SOURCE DOCUMENT
_ _ _ _ _ _ _
Fig. 72—Gastrula of the placental mammal (epigastrula from the rabbit), longitudinal section through the axis. e ectodermic cells (sixty-four, lighter and smaller), i entodermic cells (thirty-two, darker and larger), d central entodermic cell, filling the primitive gut-cavity, o peripheral entodermic cell, stopping up the opening of the primitive mouth (yelk-stopper in the Rusconian anus).

The numbers of careful studies of animal gastrulation that have been made in the last few decades have completely established the views I have expounded, and which I first advanced in the years 1872–76. For a time they were greatly disputed by many embryologists. Some said that the original embryonic form of the metazoa was not the gastrula, but the “planula”—a double-walled vesicle with closed cavity and without mouth-aperture; the latter was supposed to pierce through gradually. It was afterwards shown that this planula (found in several sponges, etc.) was a later evolution from the gastrula.

Fig. 73—Gastrula of the rabbit. A as a solid, spherical cluster of cells, B changing into the embryonic vesicle, bp primitive mouth, ep ectoderm, hy entoderm.
_ _ _ _ _ _ _
SUPPLIED DATA
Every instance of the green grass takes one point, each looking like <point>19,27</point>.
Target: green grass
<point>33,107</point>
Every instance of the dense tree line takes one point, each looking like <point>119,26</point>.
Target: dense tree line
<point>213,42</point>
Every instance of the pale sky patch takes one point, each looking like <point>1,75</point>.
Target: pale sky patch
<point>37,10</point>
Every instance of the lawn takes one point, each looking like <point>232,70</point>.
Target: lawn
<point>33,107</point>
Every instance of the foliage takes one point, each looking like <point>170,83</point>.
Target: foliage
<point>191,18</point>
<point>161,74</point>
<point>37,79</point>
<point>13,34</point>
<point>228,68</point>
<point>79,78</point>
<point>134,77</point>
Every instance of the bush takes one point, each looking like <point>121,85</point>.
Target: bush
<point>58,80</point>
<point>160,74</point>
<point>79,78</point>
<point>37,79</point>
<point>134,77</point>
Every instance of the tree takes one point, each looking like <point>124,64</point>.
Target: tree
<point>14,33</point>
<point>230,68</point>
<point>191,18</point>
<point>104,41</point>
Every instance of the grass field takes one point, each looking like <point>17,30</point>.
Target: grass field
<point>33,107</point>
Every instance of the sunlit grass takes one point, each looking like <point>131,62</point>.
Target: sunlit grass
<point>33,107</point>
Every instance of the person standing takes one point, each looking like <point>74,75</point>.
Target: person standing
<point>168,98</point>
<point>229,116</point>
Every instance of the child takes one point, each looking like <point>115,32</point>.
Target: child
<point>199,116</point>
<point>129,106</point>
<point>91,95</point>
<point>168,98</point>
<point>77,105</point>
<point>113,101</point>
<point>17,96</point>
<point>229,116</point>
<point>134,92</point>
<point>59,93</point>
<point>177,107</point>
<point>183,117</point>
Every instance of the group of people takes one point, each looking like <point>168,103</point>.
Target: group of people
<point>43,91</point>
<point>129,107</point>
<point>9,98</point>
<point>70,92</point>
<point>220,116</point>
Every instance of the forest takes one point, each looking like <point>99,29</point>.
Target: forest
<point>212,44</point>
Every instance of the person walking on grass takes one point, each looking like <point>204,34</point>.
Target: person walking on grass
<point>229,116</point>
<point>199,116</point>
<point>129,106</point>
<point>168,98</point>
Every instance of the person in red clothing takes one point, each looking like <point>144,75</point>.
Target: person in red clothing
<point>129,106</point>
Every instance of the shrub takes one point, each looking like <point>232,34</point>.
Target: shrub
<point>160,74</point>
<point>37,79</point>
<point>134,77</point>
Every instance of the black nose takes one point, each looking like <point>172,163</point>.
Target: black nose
_ _ _ _ _ _ _
EXERCISE SET
- a) Transcribe the gastrula passage, starting with "Fig. 73—Gastrula of" and going on through "ectoderm, hy entoderm.".
- b) Answer these questions from the gastrula passage.
(i) How many ectodermic cells does Fig. 72 show?
(ii) In which years did the author first advance the views described?
(iii) What does "bp" stand for in Fig. 73?
- c) Decide whether each statement agrees with the gastrula passage. Answer yes or no, and quote the words that decide it.
(i) In Fig. 72 the entodermic cells are lighter and smaller than the ectodermic cells.
(ii) The planula was later shown to be a later evolution from the gastrula.
(iii) The planula was described as having a mouth-aperture.
Work only from the gastrula passage.

PER-TASK ANSWERS
- a)
Fig. 73—Gastrula of the rabbit. A as a solid, spherical cluster of cells, B changing into the embryonic vesicle, bp primitive mouth, ep ectoderm, hy entoderm.

- b)
(i) Sixty-four.
(ii) 1872–76.
(iii) The primitive mouth.

- c)
(i) No: "i entodermic cells (thirty-two, darker and larger)"
(ii) Yes: "It was afterwards shown that this planula (found in several sponges, etc.) was a later evolution from the gastrula."
(iii) No: "a double-walled vesicle with closed cavity and without mouth-aperture"